▶ To do: Line filter on the word "field": copy each matching line from the entries.

Items listed in a dataset:
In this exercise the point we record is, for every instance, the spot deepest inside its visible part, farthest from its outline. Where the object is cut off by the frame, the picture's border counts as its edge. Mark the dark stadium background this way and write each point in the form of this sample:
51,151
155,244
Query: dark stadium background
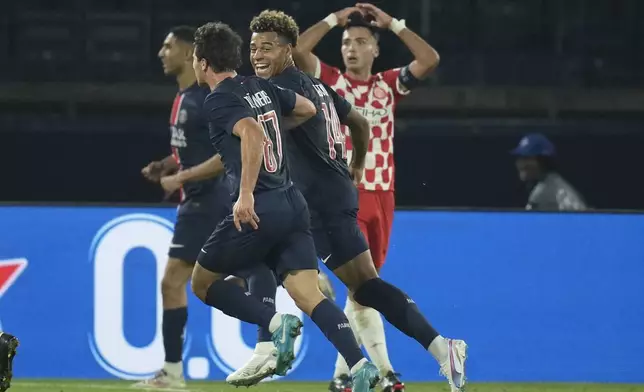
84,104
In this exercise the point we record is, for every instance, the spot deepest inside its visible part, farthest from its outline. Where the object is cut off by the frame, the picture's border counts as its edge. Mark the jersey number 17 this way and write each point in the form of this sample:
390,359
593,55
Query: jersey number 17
272,151
334,132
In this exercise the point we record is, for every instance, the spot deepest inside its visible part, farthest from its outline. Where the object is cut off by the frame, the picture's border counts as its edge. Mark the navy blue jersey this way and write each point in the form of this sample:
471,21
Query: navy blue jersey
316,147
190,144
235,99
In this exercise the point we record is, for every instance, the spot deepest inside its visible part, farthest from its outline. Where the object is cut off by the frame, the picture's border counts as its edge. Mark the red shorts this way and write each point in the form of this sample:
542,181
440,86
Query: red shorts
375,217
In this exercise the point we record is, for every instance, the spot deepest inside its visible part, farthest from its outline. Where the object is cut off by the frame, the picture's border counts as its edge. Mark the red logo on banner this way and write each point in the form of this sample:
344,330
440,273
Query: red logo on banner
9,272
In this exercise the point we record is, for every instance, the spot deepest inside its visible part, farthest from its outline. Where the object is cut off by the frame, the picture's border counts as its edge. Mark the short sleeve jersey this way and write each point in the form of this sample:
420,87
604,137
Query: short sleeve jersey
235,99
376,99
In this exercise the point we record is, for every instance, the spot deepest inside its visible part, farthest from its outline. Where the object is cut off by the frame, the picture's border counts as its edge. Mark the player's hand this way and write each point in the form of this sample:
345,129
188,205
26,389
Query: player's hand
343,15
244,211
153,171
381,18
357,172
171,183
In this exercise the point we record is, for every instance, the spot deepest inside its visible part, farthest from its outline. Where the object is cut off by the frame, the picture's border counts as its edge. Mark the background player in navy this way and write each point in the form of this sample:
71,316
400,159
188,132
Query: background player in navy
321,173
257,170
203,203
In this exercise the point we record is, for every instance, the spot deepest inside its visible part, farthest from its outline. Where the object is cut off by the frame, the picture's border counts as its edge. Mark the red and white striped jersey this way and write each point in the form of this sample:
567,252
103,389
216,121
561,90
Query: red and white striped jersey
376,99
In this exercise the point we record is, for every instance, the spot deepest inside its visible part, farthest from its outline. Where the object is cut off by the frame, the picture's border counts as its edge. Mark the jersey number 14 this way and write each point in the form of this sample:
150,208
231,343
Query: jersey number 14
272,150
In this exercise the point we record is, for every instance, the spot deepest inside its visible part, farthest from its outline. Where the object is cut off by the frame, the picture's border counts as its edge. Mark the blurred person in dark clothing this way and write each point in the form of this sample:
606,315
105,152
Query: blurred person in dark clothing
549,191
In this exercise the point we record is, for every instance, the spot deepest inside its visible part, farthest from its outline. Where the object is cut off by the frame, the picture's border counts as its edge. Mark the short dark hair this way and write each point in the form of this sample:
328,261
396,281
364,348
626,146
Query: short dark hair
184,33
219,45
269,21
357,19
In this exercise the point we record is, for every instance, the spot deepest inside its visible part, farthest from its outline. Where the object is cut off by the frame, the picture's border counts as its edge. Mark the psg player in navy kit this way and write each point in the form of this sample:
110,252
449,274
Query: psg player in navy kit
318,161
270,220
203,203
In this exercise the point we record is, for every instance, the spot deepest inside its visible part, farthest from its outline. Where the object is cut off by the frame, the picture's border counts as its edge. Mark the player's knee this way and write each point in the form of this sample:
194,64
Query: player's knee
302,287
238,281
170,285
201,281
175,277
369,291
200,289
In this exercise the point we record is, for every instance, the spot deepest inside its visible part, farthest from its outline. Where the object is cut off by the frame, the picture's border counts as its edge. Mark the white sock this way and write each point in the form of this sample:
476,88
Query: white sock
264,348
276,321
372,333
174,369
341,366
358,365
439,349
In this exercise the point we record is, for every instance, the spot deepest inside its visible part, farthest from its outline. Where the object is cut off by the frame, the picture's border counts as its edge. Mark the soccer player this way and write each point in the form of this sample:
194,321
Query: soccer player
203,203
270,222
317,154
8,345
375,96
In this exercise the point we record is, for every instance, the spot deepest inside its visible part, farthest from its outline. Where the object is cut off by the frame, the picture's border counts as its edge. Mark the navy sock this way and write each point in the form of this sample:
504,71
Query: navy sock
334,324
235,302
262,285
174,322
400,310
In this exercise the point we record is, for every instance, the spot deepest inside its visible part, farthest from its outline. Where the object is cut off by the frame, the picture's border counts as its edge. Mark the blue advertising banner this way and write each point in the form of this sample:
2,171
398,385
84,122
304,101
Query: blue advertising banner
538,297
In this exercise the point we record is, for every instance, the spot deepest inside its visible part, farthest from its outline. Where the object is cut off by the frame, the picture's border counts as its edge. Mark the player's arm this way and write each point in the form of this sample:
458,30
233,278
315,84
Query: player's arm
357,123
359,130
303,51
213,167
205,170
157,169
426,58
296,109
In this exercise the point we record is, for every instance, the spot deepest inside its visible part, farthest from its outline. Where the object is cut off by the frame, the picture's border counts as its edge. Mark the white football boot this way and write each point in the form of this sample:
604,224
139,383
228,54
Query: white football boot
454,366
162,380
260,366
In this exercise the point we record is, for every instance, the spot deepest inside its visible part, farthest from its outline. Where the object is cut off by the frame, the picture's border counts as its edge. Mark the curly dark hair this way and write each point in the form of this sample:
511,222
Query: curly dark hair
356,19
219,45
184,33
270,21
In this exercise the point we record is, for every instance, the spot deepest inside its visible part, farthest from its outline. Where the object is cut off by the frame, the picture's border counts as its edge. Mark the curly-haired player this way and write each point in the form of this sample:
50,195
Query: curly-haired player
270,223
317,155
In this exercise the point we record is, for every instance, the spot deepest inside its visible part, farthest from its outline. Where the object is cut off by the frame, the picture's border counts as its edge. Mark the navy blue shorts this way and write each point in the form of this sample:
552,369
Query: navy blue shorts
196,220
283,241
334,211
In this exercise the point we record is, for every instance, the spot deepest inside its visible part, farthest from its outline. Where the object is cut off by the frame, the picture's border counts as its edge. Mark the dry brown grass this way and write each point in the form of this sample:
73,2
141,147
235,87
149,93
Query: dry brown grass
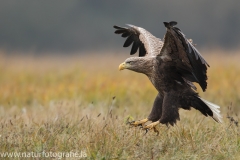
66,104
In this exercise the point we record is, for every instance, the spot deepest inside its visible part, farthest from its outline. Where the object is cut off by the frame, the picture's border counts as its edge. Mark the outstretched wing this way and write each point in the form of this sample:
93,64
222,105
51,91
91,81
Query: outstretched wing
189,61
141,39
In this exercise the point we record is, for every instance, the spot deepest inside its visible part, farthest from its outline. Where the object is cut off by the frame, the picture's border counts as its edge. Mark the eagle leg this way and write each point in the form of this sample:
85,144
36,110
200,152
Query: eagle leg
139,122
151,126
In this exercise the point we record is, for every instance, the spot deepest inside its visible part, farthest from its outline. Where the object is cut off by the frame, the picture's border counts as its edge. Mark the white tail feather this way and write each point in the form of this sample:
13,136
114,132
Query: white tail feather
215,109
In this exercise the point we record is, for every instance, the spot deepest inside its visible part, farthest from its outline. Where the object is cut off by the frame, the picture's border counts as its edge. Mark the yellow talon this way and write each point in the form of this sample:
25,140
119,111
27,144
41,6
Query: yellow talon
152,126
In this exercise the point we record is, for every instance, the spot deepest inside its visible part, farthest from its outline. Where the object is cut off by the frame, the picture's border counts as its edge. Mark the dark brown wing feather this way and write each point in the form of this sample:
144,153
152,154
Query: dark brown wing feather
141,39
189,61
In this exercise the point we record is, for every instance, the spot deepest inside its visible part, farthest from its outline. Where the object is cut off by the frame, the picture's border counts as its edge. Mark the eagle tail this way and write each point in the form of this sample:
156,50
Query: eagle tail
215,110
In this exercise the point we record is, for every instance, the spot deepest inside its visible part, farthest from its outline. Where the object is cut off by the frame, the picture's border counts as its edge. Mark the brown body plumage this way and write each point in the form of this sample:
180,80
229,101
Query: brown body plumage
171,66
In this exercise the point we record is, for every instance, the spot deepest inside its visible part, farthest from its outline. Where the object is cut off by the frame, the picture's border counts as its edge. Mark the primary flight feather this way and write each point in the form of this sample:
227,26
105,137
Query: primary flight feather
171,64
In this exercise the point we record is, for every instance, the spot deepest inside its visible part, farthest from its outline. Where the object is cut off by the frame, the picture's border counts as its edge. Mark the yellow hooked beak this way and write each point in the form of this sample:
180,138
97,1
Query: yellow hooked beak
122,66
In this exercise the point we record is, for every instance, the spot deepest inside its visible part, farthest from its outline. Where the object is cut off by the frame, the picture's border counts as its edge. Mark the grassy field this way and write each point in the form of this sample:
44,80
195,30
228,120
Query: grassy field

▶ Answer section:
In this exercise the point we record is, for every instance, the spot deepest inside its visible part, farthest from its outline. Where the object is cut off by the frame, the picture's border counts as its edge. Mark the grassy field this way and write each point in the form of this sample:
Query: grassy field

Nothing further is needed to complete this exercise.